*Provided passage:*
Pregnancy after a preemie.
It's a rather daunting prospect. In some ways, it's allowed me to be able to relax a little bit more and enjoy this pregnancy more. I'm not so scared this time around. Not like I was with Elisa. Every appointment I went to for Elisa, I was terrified she would be gone. Every day I waited for that other shoe to drop.
But thanks to what I went through with her, I know so much more. And it's allowed me to fight to get what I needed from the medical field so far. It's made me a "priority" with the doctor's office. I love my OB, but I wasn't too thrilled with her back staff. And this time, I'm not scared every time I go in. Even when I went in for spotting, I still wasn't scared. It's sort of like I just have this peace with this one. That it is what it is and it's going to turn out how it will turn out. It's like in having my heart broken and picking up the pieces and carrying them around has in some odd way increased my faith in God. As I've said before, He gave me everything He promised me He would. Just wasn't the way I would have liked it.
So that being said, I will admit to a few things. And the reason I'm writing tonight. I just feel a need to say it.
Flashbacks. Yes. They are back. Those last 3 weeks of my pregnancy with Elisa keep flashing through my mind at odd random moments. Don't really have any pattern to them. They just appear. I'm told from friends who have had pregnancies after traumatic ones like having a preemie, that this is common and that they will most likely escalate badly from 26-29 weeks and then once I'm beyond 30 weeks will slow down and even possibly go away. I hope so. For the most part I'm handling them ok. But they do make me sad.
In addition, I find myself with this odd desire to go back to Arizona. I think it's because it's "known." I know how things work at that hospital. I know the people. I know the NICU. I know how it works and runs and how to work the battles that inevitably come up there. I know who to turn to in order to get something done. It's just known. And in a world of unknown right now, it's comforting.
Doesn't mean I'll go back. Still want to have this baby term and at home. But someday, I will go back to show Elisa where she started her life and hopefully meet some of the amazing people who helped make it possible for her to come home.

*Data records:*
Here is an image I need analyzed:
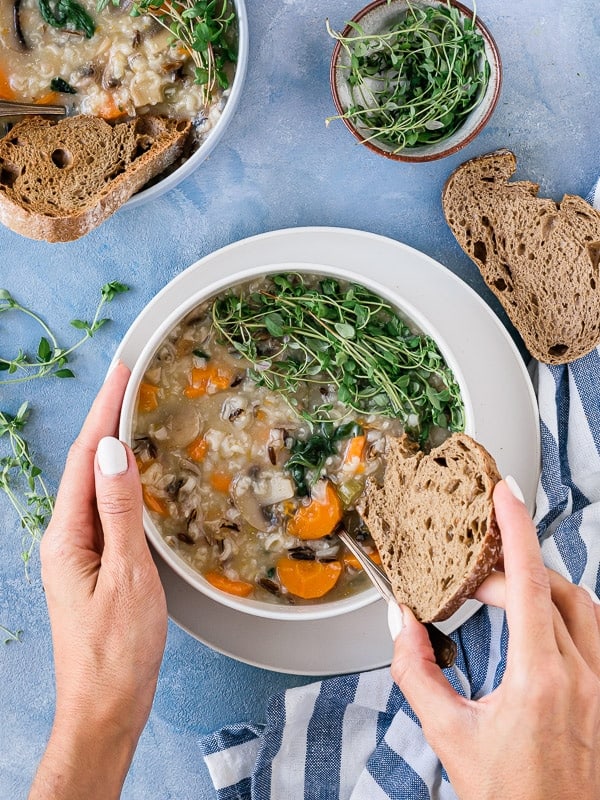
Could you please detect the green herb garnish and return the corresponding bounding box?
[130,0,237,105]
[38,0,96,39]
[50,77,77,94]
[0,281,129,384]
[327,3,490,152]
[212,275,464,444]
[0,403,54,576]
[284,422,363,497]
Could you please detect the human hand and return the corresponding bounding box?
[392,481,600,800]
[30,365,167,800]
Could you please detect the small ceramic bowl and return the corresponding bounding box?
[329,0,502,162]
[123,0,248,208]
[119,264,474,621]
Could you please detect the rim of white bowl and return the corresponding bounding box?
[123,0,249,209]
[119,262,475,621]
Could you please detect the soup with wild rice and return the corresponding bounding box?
[133,274,463,604]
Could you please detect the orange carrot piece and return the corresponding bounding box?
[98,92,127,120]
[142,486,169,517]
[138,383,159,413]
[287,481,343,539]
[0,71,18,100]
[344,550,381,569]
[343,435,367,472]
[210,472,231,492]
[183,364,233,400]
[204,570,254,597]
[277,556,342,600]
[186,434,208,461]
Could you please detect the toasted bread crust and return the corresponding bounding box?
[359,433,501,622]
[442,150,600,364]
[0,115,191,242]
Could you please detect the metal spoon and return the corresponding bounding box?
[335,525,457,669]
[0,100,67,117]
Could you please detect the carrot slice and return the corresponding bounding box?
[210,472,231,492]
[183,363,233,400]
[277,556,342,600]
[0,67,17,100]
[138,383,159,413]
[186,434,208,461]
[142,486,169,517]
[343,435,367,472]
[204,570,254,597]
[287,481,343,539]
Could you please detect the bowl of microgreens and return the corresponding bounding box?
[120,262,474,621]
[327,0,502,162]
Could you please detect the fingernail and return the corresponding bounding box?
[388,600,404,641]
[579,583,600,606]
[96,436,128,475]
[504,475,525,503]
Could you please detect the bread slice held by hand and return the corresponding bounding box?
[359,433,501,622]
[442,150,600,364]
[0,115,191,242]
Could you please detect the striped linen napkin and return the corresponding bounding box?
[201,197,600,800]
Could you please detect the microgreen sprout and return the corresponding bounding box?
[0,281,129,384]
[327,3,490,153]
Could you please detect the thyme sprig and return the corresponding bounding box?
[131,0,237,106]
[212,275,464,443]
[0,403,54,577]
[0,281,129,384]
[327,3,490,152]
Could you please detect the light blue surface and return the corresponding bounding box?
[0,0,600,800]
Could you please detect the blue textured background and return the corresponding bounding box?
[0,0,600,800]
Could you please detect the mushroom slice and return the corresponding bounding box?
[231,467,294,533]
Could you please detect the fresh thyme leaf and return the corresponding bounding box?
[130,0,237,106]
[38,0,96,38]
[212,275,464,450]
[0,281,129,385]
[327,3,490,152]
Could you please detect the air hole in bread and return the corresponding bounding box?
[50,147,73,169]
[0,163,22,188]
[473,239,487,264]
[548,344,569,356]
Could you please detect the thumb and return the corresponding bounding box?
[95,436,149,560]
[391,605,469,749]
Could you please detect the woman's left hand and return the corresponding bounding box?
[30,365,167,800]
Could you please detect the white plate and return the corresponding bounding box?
[115,228,540,675]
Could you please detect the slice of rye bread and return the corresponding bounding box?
[359,433,501,622]
[0,115,191,242]
[442,150,600,364]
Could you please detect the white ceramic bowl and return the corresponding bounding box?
[329,0,502,162]
[119,263,474,621]
[123,0,248,208]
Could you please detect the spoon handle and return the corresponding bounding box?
[0,100,67,117]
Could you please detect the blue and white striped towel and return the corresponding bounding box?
[201,202,600,800]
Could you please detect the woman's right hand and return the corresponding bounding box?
[392,481,600,800]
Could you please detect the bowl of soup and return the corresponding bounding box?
[120,264,473,620]
[0,0,248,208]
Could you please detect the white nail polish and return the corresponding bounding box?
[579,583,600,606]
[96,436,128,475]
[504,475,525,503]
[388,600,404,641]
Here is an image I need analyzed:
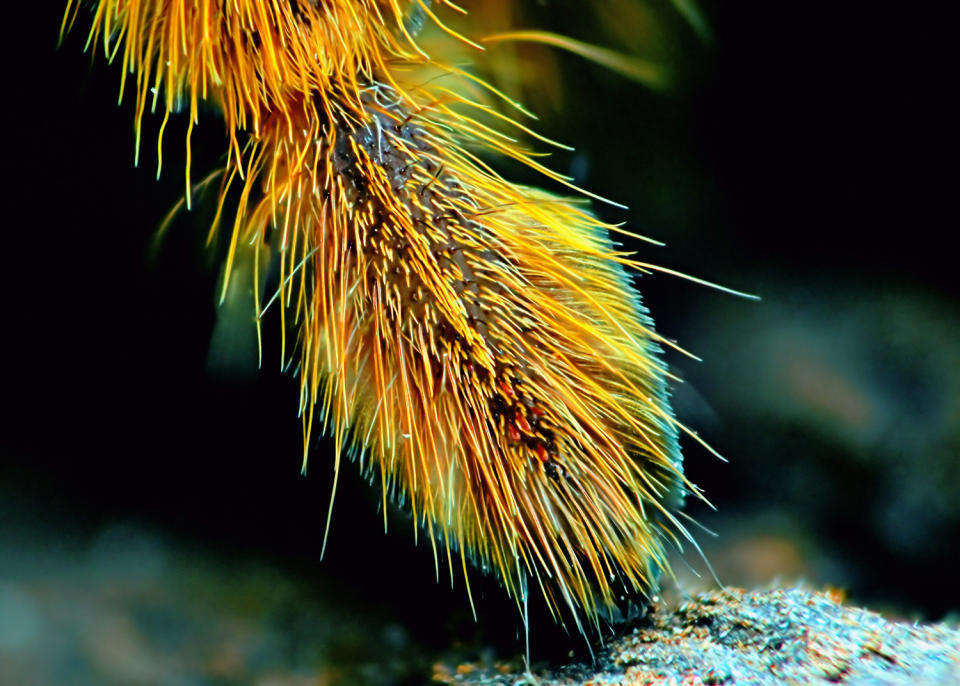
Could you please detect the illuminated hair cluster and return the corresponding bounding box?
[65,0,693,629]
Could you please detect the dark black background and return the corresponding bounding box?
[0,2,960,660]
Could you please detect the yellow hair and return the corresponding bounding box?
[65,0,693,629]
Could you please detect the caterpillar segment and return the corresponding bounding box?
[65,0,696,630]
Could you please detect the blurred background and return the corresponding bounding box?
[0,0,960,684]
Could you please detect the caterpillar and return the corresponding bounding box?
[61,0,732,631]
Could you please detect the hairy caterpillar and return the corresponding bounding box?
[64,0,736,630]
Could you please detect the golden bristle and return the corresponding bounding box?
[65,0,693,628]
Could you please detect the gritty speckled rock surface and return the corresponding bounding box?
[434,589,960,686]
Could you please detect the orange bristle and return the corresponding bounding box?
[65,0,695,629]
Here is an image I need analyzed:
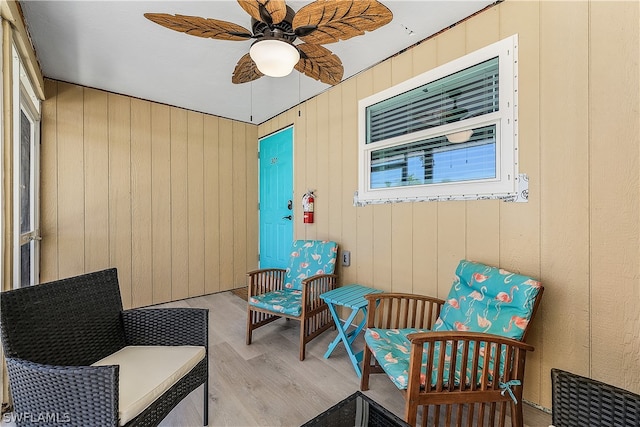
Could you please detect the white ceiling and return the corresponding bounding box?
[20,0,493,123]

*What needs to be done:* In the post about pregnancy after a preemie, between which weeks do the writer's friends say the flashbacks will most likely escalate badly?

*Exercise response:* From 26 to 29 weeks.